Work request: Reproduce the passage about how gulls drink saltwater word for word, starting at "For anyone currently" and ending at "tears) and sharks.".

For anyone currently whiling away their time at a beach (with a laptop and Internet connection, I guess), this question might occur to you. How do gulls, those birds so adept at stealing your sandwich or even invading your hotel room through an open balcony, drink saltwater?
Gulls, and many other charadriiform birds, have supraorbital glands (also called nasal or salt glands) that help regulate the ionic balance of their blood, according to Britannica Online. While some salt is processed by the kidneys, the excess runs through the glands, which are positioned in grooves of the skull, and trickles out through the nostrils. Other animals also have salt glands, including sea turtles, crocodiles (crocodile tears) and sharks.
Interestingly however, saltwater isn’t the gulls’ drink of choice. If they have the opportunity, or if they’re trying to conserve energy, they’ll stick to easier-to-process freshwater. It got me thinking about our own versions of salt glands — no, certainly not our kidneys, they’re lightweights when it comes to salt. I’m thinking of desalination plants, energy-intensive operations that turn saltwater into fresh.

Extracted data:
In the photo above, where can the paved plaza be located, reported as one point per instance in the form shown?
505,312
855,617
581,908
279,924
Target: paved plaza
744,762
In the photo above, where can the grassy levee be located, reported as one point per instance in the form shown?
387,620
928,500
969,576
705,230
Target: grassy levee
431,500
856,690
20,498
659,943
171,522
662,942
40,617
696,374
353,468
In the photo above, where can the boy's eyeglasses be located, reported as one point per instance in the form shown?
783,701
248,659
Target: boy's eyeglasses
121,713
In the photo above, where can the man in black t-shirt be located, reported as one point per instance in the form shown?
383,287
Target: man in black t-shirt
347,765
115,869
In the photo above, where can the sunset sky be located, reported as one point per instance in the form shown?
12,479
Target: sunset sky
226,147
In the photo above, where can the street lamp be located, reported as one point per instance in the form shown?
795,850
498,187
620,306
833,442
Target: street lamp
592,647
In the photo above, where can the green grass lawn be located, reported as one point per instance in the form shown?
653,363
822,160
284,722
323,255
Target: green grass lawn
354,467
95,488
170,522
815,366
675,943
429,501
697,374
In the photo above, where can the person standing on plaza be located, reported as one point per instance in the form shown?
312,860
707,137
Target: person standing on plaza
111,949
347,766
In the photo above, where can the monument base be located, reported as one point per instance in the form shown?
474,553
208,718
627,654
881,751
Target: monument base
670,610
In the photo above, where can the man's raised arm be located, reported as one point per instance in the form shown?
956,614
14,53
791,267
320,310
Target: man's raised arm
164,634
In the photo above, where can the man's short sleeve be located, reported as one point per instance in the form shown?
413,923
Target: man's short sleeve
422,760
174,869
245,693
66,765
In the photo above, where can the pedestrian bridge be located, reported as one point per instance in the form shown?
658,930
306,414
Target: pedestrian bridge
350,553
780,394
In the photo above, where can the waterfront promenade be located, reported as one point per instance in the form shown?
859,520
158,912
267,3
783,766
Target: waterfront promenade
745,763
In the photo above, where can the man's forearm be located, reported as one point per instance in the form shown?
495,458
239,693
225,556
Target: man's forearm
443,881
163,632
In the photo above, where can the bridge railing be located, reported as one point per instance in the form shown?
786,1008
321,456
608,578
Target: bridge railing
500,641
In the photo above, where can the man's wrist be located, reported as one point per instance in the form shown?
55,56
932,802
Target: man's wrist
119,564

Output below:
For anyone currently whiling away their time at a beach (with a laptop and Internet connection, I guess), this question might occur to you. How do gulls, those birds so adept at stealing your sandwich or even invading your hotel room through an open balcony, drink saltwater?
Gulls, and many other charadriiform birds, have supraorbital glands (also called nasal or salt glands) that help regulate the ionic balance of their blood, according to Britannica Online. While some salt is processed by the kidneys, the excess runs through the glands, which are positioned in grooves of the skull, and trickles out through the nostrils. Other animals also have salt glands, including sea turtles, crocodiles (crocodile tears) and sharks.